_TASK STATEMENT_
Reproduce the data from its beginning through the line containing "pixel 112 177", swapping "white sign panel" for "grey sign panel" and keeping every other part unchanged.

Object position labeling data
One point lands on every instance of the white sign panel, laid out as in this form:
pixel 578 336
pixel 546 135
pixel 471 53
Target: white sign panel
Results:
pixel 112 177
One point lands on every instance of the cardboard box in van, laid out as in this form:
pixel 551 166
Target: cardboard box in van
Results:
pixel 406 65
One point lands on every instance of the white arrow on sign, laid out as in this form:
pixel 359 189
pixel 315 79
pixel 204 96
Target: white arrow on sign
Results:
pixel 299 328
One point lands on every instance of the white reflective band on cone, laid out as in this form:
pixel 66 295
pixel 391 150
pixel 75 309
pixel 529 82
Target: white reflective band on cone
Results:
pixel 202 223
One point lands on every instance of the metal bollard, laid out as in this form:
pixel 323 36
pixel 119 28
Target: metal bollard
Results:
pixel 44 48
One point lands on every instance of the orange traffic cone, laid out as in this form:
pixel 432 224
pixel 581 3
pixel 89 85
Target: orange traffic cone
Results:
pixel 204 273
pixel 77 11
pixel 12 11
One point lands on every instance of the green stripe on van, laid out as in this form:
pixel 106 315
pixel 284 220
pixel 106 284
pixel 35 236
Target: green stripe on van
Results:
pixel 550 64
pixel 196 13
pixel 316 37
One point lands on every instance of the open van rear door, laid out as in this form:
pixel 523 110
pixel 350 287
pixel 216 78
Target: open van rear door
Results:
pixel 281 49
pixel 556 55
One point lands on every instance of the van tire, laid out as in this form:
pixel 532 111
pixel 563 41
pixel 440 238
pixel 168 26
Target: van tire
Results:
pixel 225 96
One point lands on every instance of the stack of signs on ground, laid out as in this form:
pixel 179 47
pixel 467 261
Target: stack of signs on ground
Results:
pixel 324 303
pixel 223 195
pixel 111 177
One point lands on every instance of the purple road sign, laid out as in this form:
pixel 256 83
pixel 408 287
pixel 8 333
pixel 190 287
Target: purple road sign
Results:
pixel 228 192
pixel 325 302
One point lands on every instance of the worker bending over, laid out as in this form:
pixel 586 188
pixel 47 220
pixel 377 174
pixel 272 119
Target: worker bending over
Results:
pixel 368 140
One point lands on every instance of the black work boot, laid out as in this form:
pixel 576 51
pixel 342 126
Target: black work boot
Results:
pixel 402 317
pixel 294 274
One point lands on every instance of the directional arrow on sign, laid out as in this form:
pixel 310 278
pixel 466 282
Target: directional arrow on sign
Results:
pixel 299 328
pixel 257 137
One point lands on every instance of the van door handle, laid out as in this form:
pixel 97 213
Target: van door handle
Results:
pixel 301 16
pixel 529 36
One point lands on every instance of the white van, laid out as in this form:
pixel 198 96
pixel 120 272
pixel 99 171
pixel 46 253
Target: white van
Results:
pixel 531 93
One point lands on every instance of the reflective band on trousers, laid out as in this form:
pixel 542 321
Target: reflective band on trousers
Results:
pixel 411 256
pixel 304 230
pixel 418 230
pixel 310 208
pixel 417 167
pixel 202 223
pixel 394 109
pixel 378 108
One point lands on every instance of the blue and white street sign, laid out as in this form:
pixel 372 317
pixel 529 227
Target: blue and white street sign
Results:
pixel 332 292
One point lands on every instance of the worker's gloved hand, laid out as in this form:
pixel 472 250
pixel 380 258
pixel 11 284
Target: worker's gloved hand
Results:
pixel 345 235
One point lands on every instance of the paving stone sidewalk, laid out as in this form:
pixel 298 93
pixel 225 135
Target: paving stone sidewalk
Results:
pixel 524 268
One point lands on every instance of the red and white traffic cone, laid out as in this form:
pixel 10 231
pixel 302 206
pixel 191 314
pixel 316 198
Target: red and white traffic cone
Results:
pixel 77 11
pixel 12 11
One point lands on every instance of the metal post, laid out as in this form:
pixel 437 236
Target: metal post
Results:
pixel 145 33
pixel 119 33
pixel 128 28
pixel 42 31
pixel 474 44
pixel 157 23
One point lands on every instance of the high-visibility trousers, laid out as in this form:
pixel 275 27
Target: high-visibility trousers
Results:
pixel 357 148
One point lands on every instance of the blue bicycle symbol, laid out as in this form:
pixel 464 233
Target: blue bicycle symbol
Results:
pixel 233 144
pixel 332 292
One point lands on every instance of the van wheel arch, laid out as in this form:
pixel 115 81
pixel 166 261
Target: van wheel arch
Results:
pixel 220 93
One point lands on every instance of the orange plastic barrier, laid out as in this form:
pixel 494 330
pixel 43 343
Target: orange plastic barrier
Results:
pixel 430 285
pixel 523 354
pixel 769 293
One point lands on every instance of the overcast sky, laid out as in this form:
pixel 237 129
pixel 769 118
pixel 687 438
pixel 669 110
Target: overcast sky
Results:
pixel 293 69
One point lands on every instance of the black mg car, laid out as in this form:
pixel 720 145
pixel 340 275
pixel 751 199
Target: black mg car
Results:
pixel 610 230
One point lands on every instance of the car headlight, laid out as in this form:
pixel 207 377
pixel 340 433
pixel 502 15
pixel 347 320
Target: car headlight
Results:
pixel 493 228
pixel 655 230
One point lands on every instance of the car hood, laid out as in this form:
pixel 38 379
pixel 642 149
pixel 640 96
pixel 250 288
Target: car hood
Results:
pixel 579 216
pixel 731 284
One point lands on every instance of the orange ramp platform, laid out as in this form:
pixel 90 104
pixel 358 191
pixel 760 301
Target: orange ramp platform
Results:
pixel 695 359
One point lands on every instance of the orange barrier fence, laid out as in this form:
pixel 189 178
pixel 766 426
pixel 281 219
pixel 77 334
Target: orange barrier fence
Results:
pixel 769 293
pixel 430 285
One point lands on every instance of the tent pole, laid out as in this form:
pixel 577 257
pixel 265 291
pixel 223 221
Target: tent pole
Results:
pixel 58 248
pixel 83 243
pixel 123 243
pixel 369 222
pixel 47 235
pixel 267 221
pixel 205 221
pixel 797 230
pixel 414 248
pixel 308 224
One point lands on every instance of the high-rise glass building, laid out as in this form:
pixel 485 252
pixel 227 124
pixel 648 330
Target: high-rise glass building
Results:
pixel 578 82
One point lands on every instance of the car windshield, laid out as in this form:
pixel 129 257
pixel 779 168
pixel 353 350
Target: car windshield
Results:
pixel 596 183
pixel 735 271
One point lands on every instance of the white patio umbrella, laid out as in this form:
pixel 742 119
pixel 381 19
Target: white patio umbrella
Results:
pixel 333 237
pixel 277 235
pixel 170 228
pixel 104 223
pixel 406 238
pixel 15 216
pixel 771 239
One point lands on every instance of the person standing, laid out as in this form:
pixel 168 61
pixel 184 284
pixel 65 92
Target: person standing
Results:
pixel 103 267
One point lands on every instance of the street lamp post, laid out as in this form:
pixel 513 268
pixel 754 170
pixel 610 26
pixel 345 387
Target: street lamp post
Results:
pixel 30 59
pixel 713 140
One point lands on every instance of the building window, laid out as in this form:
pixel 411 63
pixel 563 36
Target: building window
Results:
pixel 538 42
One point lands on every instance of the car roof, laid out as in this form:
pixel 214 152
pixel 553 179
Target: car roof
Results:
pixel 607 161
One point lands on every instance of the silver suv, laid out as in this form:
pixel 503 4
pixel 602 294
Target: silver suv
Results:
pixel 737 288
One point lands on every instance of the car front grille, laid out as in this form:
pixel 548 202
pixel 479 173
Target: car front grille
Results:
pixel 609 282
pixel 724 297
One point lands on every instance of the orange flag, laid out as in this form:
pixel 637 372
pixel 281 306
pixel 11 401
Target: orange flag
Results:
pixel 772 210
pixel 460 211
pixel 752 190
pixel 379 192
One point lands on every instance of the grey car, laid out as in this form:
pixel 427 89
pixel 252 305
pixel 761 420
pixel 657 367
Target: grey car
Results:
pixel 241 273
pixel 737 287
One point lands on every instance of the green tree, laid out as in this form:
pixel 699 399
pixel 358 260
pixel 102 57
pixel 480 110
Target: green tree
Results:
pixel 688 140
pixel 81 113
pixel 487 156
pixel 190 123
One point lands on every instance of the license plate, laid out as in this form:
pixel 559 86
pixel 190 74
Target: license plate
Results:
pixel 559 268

_CORRECT ANSWER_
One point lands on every instance of the grey sign panel, laid out as in this form:
pixel 578 336
pixel 546 135
pixel 471 53
Target: grey sign panel
Results:
pixel 112 177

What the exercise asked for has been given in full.